AMENDED AND RESTATED QUOTA SHARE REINSURANCE AGREEMENT
Exhibit 10.89
AMENDED AND RESTATED
QUOTA SHARE REINSURANCE AGREEMENT
QUOTA SHARE REINSURANCE AGREEMENT
THIS AMENDED AND RESTATED QUOTA SHARE REINSURANCE AGREEMENT, Made and entered into by and
between the ERIE INSURANCE EXCHANGE, a Pennsylvania reciprocal interinsurance exchange (hereinafter
referred to as the “Reinsurer”), and the ERIE INSURANCE PROPERTY & CASUALTY COMPANY, a Pennsylvania
stock insurance company (hereinafter referred to as the “Company”);
WITNESSETH:
THAT WHEREAS, the Reinsurer desires to reinsure the Company to the extent and on the terms
and conditions and subject to the exceptions, exclusions and limitations hereinafter set forth;
and
WHEREAS, the Company desires to be reinsured by the Reinsurer to the extent and on the terms
and conditions and subject to the exceptions, exclusions and limitations hereinafter set forth;
and
WHEREAS, the parties entered into this Quota Share Reinsurance Agreement as of June 1, 1993
and now wish to amend and restate that agreement to alter the provisions governing termination and
runoff.

## Listing

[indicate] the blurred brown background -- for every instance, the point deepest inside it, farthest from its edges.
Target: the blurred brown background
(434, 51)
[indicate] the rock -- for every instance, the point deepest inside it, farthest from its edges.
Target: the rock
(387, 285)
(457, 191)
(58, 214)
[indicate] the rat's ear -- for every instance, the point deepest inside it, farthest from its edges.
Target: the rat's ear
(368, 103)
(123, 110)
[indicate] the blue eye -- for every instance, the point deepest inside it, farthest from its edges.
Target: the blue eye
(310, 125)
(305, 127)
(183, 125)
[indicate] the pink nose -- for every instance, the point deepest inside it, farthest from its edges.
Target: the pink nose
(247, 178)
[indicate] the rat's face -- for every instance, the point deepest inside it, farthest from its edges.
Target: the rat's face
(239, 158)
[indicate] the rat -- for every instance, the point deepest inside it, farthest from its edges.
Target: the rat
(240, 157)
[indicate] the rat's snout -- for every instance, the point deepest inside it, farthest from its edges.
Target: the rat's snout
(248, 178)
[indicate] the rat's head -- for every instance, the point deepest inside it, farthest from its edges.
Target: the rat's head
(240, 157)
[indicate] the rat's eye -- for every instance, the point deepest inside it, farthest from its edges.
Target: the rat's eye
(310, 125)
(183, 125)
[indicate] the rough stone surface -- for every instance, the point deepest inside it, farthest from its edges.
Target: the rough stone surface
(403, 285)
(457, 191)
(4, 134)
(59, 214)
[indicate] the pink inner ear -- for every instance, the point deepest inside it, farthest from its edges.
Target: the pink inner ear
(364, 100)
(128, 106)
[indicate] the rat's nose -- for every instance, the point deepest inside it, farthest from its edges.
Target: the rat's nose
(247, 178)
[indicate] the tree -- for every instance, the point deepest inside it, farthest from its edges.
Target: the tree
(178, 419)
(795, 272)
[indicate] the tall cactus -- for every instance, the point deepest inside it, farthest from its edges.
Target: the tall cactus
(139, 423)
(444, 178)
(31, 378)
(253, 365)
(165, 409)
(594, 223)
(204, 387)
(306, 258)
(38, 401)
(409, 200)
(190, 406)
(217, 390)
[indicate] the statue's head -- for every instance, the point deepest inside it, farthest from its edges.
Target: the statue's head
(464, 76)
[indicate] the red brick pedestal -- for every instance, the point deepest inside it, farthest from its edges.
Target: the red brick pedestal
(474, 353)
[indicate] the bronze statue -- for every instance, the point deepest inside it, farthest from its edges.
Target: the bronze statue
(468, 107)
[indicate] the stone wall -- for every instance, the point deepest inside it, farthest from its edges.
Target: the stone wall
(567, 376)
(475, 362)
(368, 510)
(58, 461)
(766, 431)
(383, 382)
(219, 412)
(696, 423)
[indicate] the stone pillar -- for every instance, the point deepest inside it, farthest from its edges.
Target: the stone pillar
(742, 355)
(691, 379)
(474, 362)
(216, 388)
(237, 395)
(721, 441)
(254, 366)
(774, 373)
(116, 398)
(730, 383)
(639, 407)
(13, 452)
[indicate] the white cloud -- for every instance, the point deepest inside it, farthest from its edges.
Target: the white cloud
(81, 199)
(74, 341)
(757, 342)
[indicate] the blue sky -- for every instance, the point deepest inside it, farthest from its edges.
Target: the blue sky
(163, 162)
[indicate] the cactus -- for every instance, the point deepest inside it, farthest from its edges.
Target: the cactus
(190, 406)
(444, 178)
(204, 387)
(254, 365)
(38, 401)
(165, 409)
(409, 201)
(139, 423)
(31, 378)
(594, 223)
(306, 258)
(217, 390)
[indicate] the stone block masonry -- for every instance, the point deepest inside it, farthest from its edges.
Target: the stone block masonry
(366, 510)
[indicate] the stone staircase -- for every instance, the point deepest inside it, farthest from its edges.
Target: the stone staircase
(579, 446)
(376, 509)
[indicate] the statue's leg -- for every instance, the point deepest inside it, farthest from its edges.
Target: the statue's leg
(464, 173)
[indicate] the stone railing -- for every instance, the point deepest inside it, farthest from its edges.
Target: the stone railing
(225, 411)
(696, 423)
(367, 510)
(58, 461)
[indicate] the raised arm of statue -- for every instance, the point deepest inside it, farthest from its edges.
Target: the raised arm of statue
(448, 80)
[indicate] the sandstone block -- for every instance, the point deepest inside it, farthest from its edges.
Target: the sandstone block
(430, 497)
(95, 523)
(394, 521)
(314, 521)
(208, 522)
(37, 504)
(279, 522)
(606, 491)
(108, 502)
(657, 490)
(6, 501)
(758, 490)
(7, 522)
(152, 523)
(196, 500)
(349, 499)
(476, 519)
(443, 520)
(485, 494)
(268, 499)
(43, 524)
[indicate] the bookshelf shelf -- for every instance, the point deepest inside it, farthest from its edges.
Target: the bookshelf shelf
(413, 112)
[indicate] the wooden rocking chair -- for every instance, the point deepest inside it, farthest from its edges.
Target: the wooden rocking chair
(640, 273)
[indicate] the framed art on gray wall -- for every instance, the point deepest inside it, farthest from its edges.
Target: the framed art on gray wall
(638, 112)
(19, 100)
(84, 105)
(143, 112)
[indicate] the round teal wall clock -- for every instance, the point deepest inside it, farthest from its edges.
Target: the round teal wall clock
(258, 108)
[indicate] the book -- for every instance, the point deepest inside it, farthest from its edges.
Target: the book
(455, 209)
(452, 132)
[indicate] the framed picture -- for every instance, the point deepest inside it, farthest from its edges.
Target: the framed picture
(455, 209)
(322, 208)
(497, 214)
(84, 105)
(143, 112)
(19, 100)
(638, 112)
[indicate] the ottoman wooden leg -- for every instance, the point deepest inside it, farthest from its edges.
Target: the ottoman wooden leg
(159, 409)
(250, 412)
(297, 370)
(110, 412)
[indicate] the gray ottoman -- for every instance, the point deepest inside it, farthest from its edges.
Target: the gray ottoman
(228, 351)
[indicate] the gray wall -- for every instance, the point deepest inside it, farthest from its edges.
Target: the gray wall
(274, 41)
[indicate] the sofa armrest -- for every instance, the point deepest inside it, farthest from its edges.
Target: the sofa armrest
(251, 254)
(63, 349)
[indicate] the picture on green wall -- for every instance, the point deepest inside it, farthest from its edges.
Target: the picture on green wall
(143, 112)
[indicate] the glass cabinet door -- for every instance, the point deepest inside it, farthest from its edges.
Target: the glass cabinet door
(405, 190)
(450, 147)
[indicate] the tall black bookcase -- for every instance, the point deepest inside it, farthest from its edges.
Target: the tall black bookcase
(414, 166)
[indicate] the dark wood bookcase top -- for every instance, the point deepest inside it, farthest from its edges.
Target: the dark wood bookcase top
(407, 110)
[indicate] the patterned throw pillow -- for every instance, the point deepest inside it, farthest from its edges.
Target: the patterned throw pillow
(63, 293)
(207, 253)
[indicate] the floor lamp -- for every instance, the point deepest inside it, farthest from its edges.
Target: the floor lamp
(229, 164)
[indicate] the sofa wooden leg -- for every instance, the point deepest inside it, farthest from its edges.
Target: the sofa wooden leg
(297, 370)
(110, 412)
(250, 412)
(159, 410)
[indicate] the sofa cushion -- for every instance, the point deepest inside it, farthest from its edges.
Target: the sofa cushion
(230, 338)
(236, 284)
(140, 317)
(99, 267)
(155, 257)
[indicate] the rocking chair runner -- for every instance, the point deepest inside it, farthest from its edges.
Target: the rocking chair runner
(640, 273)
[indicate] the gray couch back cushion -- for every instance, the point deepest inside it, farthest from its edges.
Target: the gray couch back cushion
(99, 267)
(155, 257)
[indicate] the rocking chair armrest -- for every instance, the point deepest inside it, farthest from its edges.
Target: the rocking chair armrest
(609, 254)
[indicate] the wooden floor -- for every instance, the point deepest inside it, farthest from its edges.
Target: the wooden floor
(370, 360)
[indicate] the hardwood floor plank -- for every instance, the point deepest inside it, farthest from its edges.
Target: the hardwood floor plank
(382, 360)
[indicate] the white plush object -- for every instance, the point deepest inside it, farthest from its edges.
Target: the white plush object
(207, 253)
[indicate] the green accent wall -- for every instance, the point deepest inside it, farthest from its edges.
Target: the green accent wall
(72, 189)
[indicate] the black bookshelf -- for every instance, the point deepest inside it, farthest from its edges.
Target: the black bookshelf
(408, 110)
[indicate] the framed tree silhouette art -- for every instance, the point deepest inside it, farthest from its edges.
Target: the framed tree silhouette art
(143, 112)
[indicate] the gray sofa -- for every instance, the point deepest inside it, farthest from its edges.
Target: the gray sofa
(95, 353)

## Task statement
In the reinsurance agreement, what date did the parties first enter into the Quota Share Reinsurance Agreement? The lines have no connection to the reinsurance agreement.

## Reply
June 1, 1993.